◆ Excerpt ◆
◇ ◇ ◇ ◇ ◇ ◇ ◇
Wherein we look to find the biggest opening we can and try and figure out all the different ways to make things come out even with the tools we have.
THE WEEKLY CHALLENGE – PERL & RAKU #75
TASK #1 › Coins Sum
Submitted by: Mohammad S Anwar
You are given a set of coins @C, assuming you have infinite amount of each coin in the set.
Write a script to find how many ways you make sum $S using the coins from the set @C.
Example:
Input:
@C = (1, 2, 4)
$S = 6
Output: 6
There are 6 possible ways to make sum 6.
a) (1, 1, 1, 1, 1, 1)
b) (1, 1, 1, 1, 2)
c) (1, 1, 2, 2)
d) (1, 1, 4)
e) (2, 2, 2)
f) (2, 4)Method
At heart this challenge is one of combinatorics; we are looking for combinations with repetition that satisfy a certain requirement. Because we don’t know at the onset how many coins will be needed to make the sum, an open-ended recursive approach seems sensible. We will walk the possibilities and assemble coin groupings, adding another coin on every recursion, keeping a running tally of the amount left to be tendered as we go.
If we diminish the options available in the coin bag as the total amount to be made up decreases, we increasingly constrain the field of possibilities until there are only two: either we have a group of coins that total to the requested sum, or it is no longer possible to add another coin to make up the difference and that particular grouping will not work. We end up filtering the coin bag twice on each recursion: once to remove coins larger than the remaining amount before choosing the next coin, then again after we have selected a coin to limit the bag passed forward to only those coins of equal value or smaller. This last step serves to keep the solution sets distinct; for example given the two equivalent groupings (25, 5) and (5, 25) only the first will be allowed. As the coin list going in is also ordered, this too is be reflected in the output, making the patterning even easier to see.
◇ ◇ ◇ ◇ ◇ ◇ ◇
◆ Material shown ◆
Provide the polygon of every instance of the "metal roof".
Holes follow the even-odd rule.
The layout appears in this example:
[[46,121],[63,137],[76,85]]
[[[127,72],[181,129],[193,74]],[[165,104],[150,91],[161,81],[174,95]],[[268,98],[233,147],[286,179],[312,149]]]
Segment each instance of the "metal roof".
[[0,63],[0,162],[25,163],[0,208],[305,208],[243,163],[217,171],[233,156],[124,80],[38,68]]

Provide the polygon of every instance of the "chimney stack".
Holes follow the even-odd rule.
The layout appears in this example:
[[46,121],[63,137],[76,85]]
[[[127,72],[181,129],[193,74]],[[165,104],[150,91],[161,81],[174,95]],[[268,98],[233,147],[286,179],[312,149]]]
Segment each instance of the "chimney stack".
◇ ◇ ◇ ◇ ◇ ◇ ◇
◆ Objective ◆
Translate this sentence from the Coins Sum write-up into Spanish: "At heart this challenge is one of combinatorics; we are looking for combinations with repetition that satisfy a certain requirement." The listing isn't needed for this work.

◆ Solution for this exercise ◆
En el fondo, este desafío es de combinatoria; buscamos combinaciones con repetición que cumplan cierto requisito.